— START Items —

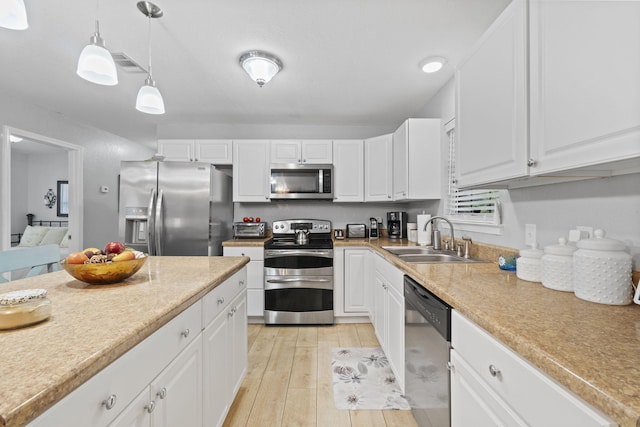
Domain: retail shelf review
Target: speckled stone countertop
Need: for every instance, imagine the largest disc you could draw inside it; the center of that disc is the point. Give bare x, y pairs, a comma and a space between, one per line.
592, 349
92, 325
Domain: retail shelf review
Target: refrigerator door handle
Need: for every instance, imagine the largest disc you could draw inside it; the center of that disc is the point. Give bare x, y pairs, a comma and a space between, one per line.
150, 223
158, 223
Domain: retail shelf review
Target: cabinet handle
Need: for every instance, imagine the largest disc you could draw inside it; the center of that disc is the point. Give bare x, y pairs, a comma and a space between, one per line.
494, 371
110, 401
162, 393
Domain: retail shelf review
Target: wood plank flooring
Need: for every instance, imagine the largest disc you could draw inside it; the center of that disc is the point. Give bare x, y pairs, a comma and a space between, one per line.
289, 380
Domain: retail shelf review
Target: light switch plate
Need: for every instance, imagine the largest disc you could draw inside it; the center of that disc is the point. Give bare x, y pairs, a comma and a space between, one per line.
530, 234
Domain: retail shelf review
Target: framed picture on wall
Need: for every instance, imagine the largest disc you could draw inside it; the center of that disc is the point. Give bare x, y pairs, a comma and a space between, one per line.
63, 198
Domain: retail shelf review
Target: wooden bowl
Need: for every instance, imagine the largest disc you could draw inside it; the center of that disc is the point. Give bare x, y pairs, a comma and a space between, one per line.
106, 273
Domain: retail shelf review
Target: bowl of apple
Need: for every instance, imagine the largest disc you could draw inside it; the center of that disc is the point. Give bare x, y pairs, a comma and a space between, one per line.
102, 267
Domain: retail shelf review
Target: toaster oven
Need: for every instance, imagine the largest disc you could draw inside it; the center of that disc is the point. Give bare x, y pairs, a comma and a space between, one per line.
249, 230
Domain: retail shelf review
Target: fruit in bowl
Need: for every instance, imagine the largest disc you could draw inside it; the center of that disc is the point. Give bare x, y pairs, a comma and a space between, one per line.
101, 268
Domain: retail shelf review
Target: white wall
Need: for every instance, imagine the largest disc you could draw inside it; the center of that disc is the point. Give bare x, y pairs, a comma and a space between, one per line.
612, 204
103, 153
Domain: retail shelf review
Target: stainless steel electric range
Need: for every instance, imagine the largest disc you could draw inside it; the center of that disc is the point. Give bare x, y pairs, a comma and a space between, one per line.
298, 273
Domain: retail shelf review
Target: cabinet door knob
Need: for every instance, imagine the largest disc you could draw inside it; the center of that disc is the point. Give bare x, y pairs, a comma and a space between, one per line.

— END Items —

Task goal. Repeat all the records above exactly, leaving out any pictures.

The reply.
Domain: retail shelf review
Target: speckled stone countertop
Need: for every instance, imagine the largest disc you could draw inside it; the center of that disc is the point. Give bare x, y pairs, a comma and a space between, one per line.
592, 349
92, 325
Domain: retail shelf review
Target: refrigerator door handle
Need: for every instance, imagine the largest disc you could draw inside it; the center of that disc is the point. Give bare x, y pairs, a comma and a space between, one per line.
150, 223
158, 223
Domain: retail shelf review
Target: cabinet handle
Need: for every instance, imagine the largest disc you could draw inside it; the center of that disc is the point. Give bare x, y pairs, a comma and a space between, one per line.
494, 371
110, 401
162, 393
Domain: retail shelf review
Target: wood plank flooring
Need: for every instance, imagine the largest disc you could draw inside it; the center of that disc is the point. Give bare x, y pairs, a comma and a space between, one per line.
289, 380
Domain: retail shelf review
Target: light switch plate
Need: for every instance, imagine the largest disc you could draw inside it; the center of that disc is the point. Give bare x, y pairs, a comma and a space between, one per line.
530, 234
Domain: retail shelf review
Target: framed picture on wall
Need: for every instance, imagine the largest disc you could draw inside it; the center of that disc is the point. Give bare x, y pairs, a comma and a space between, one per line.
63, 198
Domain: retail shelf review
Target: wooden bowl
Need: for every instance, imagine the largest disc you could draw inside it; the center of that disc is the point. Give bare x, y pairs, a comma and a space between, one per line.
106, 273
Domain: retail shelf review
Target: bowl of apple
Need: for every instance, imagine the largest disc you could draw inside it; the center of that disc is the point. Give bare x, y pairs, a comma and a space between, one per line.
102, 267
Domain: retail shelf review
Target: toaster oven
Need: for every instance, imagine the largest disc you could draw inside it; the center of that disc is the point. Give bare x, y pairs, a comma and a space between, one per line.
249, 230
Domain: retail shelf review
Target: fruit in bowl
Need: for every instance, imagine the largest disc you could draw inside it; the center of that disc is the point. Give bare x, y pairs, a comma and a space between, one per line.
101, 268
Domain: retail shelf review
Target: white wall
Need: for every instance, imagine the largest disc you could draw inside it; the center of that disc is the point. Give bare x, y pairs, a comma and a space between, one per line.
612, 204
103, 153
Domain: retail shelf review
Target: stainless steel electric range
Need: for every instance, imagine the largest disc you could draw inside it; the center of that disc is the point. Give bare x, y pairs, a comma and a space between, one per line.
298, 273
Domain: retail shelf review
Target: cabinet door knob
Need: for every instance, imagine the largest disc you could draw inside it; the center of that disc is the point. Give bare x, y pairs, a comma and a space between, one per line.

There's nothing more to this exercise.